◆ INSTRUCTIONS FOR THE TASK
How many lines of the data below contain the string "cliff"? Reply with the number alone.

◆ GIVEN RECORDS
:::::
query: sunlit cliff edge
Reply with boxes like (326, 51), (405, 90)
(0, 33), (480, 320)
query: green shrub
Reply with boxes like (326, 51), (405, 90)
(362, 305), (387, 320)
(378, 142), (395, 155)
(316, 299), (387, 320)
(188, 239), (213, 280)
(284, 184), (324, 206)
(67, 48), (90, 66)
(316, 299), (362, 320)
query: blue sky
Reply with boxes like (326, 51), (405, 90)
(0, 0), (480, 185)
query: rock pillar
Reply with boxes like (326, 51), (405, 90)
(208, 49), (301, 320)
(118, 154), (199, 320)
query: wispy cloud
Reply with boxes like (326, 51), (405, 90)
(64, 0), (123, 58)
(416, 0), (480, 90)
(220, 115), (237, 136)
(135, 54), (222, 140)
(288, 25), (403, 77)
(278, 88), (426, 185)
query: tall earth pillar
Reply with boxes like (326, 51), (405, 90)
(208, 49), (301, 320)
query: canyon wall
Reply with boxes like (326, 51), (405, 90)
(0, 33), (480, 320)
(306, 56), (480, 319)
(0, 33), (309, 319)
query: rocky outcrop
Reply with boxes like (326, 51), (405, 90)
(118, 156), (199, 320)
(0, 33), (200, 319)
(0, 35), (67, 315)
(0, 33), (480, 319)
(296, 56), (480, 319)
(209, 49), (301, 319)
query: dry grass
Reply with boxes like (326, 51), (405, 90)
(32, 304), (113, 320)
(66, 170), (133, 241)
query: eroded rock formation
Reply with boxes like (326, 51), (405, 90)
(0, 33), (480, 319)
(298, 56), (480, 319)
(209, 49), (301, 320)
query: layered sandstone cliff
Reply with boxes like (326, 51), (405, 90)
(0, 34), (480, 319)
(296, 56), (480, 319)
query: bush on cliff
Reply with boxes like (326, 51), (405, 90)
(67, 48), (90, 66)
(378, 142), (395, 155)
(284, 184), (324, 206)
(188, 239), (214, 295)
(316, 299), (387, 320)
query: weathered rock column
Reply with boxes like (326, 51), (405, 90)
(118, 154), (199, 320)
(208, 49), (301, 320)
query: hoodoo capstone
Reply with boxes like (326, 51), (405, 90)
:::::
◆ SOLUTION TO THE EXERCISE
3